> _Work instructions_
1. Answer these from the TASER passage:
(a) What size counts as a large rectal polyp?
(b) What kind of access does TASER use?
(c) How many UK centres supplied patients for the database?
2. In the TASER passage, turn the paragraph starting "Trans-Anal Submucosal Endoscopic Resection (TASER) is a novel" into a short list of its main facts.
3. Continue the TASER passage from its last sentence.

> _Selected excerpt_
^^^^^^^^

Trans-Anal Submucosal Endoscopic Resection (TASER) is a novel instrumental platform for resection of large (≥5 cm) and/or complex rectal polyps (CRPs). It involves a multi-port trans-anal access, enabling dynamic tissue retraction to assist endoscopic submucosal dissection (ESD), used alone or in conjunction with supplementary techniques [Endoscopic Mucosal Resection (EMR) or Ablation (EMA), Trans-Anal Excision (TAE)].

Methods

A prospective database (Jan 2013–October 2017) was analysed including consecutive patients undergoing TASER for CRPs in two UK centres.

^^^^^^^^

> _Source material_
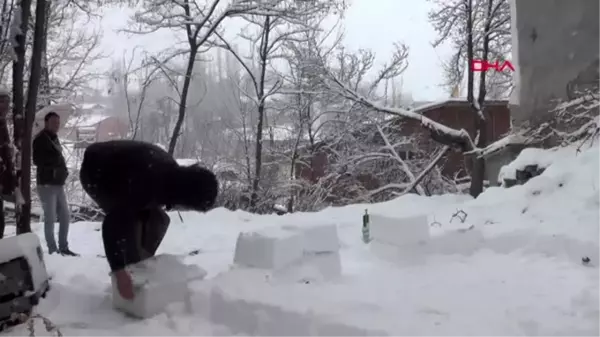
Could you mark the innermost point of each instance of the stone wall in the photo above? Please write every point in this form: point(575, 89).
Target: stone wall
point(556, 51)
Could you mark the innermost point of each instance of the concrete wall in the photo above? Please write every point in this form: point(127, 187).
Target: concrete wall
point(556, 48)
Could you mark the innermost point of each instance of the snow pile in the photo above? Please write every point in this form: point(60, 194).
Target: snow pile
point(505, 264)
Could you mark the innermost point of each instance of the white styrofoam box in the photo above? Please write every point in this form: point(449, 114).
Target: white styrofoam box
point(23, 275)
point(158, 282)
point(269, 248)
point(316, 267)
point(26, 245)
point(399, 231)
point(322, 238)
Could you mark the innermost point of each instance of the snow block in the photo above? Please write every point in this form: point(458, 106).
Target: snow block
point(270, 248)
point(22, 271)
point(406, 255)
point(158, 282)
point(399, 231)
point(321, 238)
point(316, 267)
point(257, 318)
point(462, 242)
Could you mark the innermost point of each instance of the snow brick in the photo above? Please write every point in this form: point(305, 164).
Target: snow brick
point(270, 248)
point(399, 231)
point(158, 282)
point(321, 238)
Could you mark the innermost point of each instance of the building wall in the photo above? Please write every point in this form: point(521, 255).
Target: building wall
point(454, 114)
point(556, 44)
point(111, 128)
point(459, 115)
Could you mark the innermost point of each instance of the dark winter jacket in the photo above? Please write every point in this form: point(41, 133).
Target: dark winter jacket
point(126, 178)
point(49, 160)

^^^^^^^^

> _Answers by item number_
1.
(a) 5 cm or more (≥5 cm).
(b) A multi-port trans-anal access.
(c) Two.

2.
- TASER is a new instrumental platform for removing large (≥5 cm) and/or complex rectal polyps.
- It uses multi-port trans-anal access.
- This access allows dynamic tissue retraction to assist endoscopic submucosal dissection (ESD).
- ESD may be used alone or with added techniques: endoscopic mucosal resection (EMR), ablation (EMA), or trans-anal excision (TAE).

3.
Results

Sixty-four CRPs (median size 7.5 cm; range: 5–18) were resected in 64 patients (36 males, mean 67.1 years): 33 by ESD and 31 by hybrid procedures (ESD+EMR=14, ESD+EMR+EMA=6, ESD+TAE=4, ESD+EMR+TAE=3, ESD+EMR+EMA+TAE=4). Forty-seven (73.4%) lesions were granular-type laterally spreading tumors, 9 (14.1%) were recurrences, 13 (20.3%) had severe submucosal fibrosis, and 7 (10.9%) involved the dentate line. Histology showed low-grade adenoma/dysplasia in 35 (54.7%), high-grade adenoma/dysplasia in 21 (32.8%), T1<1000 µm in 5 (7.8%), and T1≥1000 µm in 4 (6.2%). In 10 cases a full-thickness dissection was required due to severe submucosal fibrosis (n=8) or T1 cancer (n=2); the defect was closed in 6/10, by using endoclips (n=2) or surgical sutures/endoclips (n=4). All patients were admitted for overnight observation and intravenous antibiotic cover; the median hospital stay was 1 day (range 1–6).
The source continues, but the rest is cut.